(YOUR TASK): Write out the entries, please, from the line containing "Locate the arched" through their final line, exactly and with nothing else.

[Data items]

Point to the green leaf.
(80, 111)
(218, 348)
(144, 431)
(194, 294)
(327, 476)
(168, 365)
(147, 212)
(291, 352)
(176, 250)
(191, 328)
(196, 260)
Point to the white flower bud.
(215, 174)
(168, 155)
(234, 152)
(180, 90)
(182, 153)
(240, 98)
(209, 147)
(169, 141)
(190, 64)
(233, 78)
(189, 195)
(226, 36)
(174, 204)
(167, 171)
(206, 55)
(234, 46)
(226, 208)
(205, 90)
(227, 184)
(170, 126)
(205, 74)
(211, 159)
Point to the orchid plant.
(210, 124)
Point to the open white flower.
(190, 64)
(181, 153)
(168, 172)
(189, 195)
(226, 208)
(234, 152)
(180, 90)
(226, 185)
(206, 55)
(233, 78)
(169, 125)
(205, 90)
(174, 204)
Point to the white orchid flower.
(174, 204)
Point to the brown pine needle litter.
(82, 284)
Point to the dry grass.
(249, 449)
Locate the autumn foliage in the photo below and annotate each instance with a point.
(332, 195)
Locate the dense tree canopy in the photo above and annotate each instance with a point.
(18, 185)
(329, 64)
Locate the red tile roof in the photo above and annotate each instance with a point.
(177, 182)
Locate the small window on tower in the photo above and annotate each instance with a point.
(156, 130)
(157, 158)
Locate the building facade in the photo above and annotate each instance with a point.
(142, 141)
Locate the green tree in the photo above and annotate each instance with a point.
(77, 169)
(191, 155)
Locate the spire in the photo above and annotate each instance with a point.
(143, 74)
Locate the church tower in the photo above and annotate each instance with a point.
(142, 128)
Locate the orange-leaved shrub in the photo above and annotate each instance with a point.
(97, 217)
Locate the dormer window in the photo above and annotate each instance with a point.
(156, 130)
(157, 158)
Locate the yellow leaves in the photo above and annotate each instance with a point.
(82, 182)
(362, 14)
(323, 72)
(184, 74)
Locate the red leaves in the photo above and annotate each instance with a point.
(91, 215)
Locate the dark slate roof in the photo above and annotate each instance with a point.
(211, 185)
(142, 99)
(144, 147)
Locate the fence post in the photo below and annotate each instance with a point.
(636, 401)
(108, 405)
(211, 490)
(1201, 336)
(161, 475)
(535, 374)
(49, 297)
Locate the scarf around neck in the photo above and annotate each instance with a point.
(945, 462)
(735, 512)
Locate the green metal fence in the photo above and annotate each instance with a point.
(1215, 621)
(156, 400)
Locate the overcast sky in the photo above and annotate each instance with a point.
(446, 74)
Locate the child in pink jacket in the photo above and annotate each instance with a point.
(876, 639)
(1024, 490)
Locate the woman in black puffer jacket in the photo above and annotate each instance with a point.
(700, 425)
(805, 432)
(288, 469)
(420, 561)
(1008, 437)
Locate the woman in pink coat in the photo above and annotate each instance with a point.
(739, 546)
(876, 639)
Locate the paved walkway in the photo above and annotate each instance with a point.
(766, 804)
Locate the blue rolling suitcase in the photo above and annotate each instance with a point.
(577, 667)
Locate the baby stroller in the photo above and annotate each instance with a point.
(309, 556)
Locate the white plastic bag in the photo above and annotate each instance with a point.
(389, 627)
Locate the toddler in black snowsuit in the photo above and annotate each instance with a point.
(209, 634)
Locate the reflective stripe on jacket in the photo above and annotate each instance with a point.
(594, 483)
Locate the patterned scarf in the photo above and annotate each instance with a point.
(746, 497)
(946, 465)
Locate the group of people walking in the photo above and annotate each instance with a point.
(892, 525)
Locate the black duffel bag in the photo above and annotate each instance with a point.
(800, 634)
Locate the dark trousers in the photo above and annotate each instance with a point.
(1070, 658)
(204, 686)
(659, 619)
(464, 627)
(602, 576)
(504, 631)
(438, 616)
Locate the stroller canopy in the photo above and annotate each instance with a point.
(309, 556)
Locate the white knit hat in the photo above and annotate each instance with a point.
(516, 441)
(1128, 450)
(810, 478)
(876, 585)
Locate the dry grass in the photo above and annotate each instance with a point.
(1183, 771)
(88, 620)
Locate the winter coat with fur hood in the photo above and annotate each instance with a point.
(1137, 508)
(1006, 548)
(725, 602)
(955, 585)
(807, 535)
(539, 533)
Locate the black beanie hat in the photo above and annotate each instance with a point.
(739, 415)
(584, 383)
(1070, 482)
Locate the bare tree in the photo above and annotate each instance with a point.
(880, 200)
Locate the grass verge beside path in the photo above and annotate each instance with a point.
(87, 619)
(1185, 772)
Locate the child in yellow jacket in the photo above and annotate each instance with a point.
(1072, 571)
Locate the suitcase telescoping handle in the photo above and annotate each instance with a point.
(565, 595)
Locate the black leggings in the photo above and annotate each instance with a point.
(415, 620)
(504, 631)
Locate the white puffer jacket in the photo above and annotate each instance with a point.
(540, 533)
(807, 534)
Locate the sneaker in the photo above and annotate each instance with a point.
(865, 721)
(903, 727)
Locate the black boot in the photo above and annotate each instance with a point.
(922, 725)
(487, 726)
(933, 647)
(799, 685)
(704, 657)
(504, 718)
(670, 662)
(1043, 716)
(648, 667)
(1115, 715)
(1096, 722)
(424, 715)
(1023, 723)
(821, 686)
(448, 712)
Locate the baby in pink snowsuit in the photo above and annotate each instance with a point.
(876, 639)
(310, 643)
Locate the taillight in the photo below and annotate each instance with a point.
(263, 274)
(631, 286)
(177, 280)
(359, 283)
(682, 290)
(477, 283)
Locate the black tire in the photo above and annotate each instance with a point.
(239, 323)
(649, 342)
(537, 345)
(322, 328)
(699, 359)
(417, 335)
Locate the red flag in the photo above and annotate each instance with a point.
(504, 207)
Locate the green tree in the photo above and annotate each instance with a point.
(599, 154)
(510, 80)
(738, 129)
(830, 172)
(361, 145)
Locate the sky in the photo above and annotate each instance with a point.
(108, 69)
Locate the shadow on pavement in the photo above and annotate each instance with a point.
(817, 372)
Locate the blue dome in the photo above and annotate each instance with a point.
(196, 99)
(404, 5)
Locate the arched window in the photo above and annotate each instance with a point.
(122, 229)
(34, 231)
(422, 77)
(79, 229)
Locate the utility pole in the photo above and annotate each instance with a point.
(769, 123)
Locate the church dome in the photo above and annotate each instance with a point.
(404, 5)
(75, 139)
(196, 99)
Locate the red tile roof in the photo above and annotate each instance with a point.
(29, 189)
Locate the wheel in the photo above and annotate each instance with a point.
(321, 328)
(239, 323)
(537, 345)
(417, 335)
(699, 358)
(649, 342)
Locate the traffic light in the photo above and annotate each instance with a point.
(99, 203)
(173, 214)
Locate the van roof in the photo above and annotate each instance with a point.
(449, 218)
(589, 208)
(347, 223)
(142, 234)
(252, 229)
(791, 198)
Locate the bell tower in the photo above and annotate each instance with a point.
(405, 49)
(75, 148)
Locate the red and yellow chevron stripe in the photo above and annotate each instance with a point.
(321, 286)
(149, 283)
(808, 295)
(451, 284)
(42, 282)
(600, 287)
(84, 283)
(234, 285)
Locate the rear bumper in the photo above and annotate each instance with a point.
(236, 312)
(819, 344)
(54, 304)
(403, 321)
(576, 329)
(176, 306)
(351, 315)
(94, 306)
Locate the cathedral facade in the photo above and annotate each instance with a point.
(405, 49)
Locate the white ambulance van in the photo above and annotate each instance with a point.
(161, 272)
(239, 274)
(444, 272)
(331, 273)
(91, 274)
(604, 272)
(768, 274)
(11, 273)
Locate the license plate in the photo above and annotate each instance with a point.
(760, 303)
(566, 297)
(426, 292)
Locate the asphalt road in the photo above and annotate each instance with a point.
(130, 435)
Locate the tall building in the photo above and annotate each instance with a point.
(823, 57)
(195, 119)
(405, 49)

(WRITTEN SOLUTION):
Locate the arched window in the photo above and annotate each instance with a point.
(122, 229)
(34, 231)
(422, 77)
(79, 229)
Locate the utility pole in the photo above and annotate each instance with a point.
(769, 123)
Locate the church dome in the photo above and annotate each instance with a point.
(404, 5)
(75, 139)
(196, 99)
Locate the red tile roof in the photo above and annotate each instance with a point.
(29, 189)
Locate the wheel in the photo above and annotate each instance with a point.
(321, 328)
(239, 323)
(537, 345)
(417, 335)
(699, 358)
(649, 342)
Locate the traffic light in the photo above and annotate each instance with a point.
(99, 203)
(173, 214)
Locate the van roof in the photo above and annotate each instance with a point.
(449, 218)
(589, 208)
(347, 223)
(142, 234)
(252, 229)
(791, 198)
Locate the bell tower in the photo above and annotate each instance with a point.
(405, 49)
(75, 148)
Locate the red and yellow chevron stripe in the photo above and annotate each instance with a point.
(321, 286)
(149, 283)
(808, 295)
(451, 284)
(42, 282)
(600, 287)
(84, 283)
(234, 285)
Locate the rear bumper in the photo above and annotate each instance with a point.
(236, 312)
(819, 344)
(54, 304)
(403, 321)
(576, 329)
(176, 306)
(351, 315)
(94, 306)
Locate the cathedral facade in the photo above and annotate each instance with a point.
(405, 49)
Locate the white ambulance van in the photo above and annotate each instance with a point.
(161, 272)
(239, 274)
(444, 272)
(331, 273)
(91, 274)
(604, 272)
(768, 274)
(11, 273)
Locate the license plate in the photo above and annotate each instance with a point.
(760, 303)
(566, 297)
(426, 292)
Locate the asphalt road in the photo above and annotate each instance with a point.
(130, 435)
Locate the tall building in the photo above and annotate each instance with a point.
(823, 57)
(195, 119)
(405, 49)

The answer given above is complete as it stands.